TASK TO CARRY OUT: Please reproduce the records from the line holding "Where is each instance of the silver plated" through the end of the records, both ends included. Multiply every coordinate in the answer points by 1.75 and round to whole numbers, halves up, but leave the numbers in the request lines as they are.

DATA IN THIS EXERCISE:
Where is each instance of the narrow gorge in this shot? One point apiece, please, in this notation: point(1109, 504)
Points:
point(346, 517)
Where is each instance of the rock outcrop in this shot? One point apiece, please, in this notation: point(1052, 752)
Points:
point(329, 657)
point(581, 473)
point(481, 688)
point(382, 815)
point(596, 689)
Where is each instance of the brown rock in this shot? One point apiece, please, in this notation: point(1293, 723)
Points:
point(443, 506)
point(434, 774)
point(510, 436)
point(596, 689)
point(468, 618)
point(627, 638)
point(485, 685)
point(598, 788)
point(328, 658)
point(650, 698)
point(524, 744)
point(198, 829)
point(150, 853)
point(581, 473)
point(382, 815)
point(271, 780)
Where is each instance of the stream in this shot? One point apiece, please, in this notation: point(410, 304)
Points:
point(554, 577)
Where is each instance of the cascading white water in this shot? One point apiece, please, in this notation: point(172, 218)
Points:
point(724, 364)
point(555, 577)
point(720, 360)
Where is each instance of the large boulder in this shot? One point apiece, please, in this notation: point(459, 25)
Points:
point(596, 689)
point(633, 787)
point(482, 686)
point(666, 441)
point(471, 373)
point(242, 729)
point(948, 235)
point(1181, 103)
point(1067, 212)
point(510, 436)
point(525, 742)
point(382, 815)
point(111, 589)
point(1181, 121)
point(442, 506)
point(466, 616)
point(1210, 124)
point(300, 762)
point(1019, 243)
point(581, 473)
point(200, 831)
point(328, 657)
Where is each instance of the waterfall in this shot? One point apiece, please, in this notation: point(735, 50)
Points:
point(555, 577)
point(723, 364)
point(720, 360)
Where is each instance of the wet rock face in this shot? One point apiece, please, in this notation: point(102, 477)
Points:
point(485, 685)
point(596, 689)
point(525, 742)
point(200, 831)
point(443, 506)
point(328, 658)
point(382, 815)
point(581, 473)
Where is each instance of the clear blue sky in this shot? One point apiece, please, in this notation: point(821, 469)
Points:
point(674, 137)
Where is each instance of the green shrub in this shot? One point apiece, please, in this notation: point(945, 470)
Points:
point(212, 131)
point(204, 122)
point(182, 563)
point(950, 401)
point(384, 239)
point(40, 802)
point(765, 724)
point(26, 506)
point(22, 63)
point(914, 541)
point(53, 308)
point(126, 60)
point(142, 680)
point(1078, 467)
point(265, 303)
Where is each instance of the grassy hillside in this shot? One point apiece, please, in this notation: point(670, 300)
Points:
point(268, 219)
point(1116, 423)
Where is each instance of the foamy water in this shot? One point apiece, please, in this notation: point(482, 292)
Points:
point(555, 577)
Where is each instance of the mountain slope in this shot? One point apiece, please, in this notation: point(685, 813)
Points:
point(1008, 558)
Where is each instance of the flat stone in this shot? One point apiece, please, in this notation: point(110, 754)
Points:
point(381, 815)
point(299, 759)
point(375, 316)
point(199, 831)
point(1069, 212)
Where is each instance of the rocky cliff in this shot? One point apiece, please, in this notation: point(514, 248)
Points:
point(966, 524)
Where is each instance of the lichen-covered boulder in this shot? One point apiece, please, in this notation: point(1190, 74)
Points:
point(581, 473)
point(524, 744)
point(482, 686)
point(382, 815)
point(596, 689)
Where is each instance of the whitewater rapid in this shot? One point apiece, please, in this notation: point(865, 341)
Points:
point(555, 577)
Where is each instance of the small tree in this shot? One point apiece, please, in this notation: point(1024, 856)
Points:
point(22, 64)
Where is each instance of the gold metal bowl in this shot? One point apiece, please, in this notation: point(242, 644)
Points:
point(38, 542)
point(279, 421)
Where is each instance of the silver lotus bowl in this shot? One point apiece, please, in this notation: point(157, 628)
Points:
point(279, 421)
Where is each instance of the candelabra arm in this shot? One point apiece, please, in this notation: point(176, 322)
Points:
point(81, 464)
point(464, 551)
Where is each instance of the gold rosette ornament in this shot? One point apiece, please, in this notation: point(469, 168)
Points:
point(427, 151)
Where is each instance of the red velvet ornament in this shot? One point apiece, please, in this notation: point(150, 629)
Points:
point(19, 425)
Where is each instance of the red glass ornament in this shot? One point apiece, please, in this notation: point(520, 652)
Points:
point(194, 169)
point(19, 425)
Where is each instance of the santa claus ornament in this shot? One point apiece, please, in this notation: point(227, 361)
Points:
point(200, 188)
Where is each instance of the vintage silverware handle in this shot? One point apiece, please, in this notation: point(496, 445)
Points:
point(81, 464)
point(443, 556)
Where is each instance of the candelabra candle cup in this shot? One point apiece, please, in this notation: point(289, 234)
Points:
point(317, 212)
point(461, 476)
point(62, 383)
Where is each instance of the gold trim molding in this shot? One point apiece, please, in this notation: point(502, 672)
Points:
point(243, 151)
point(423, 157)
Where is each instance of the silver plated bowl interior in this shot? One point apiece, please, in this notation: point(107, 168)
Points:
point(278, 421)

ANSWER FOR THIS EXERCISE:
Where is each instance of the silver plated bowl interior in this shot? One point apiece, please, in this notation: point(107, 168)
Points:
point(487, 737)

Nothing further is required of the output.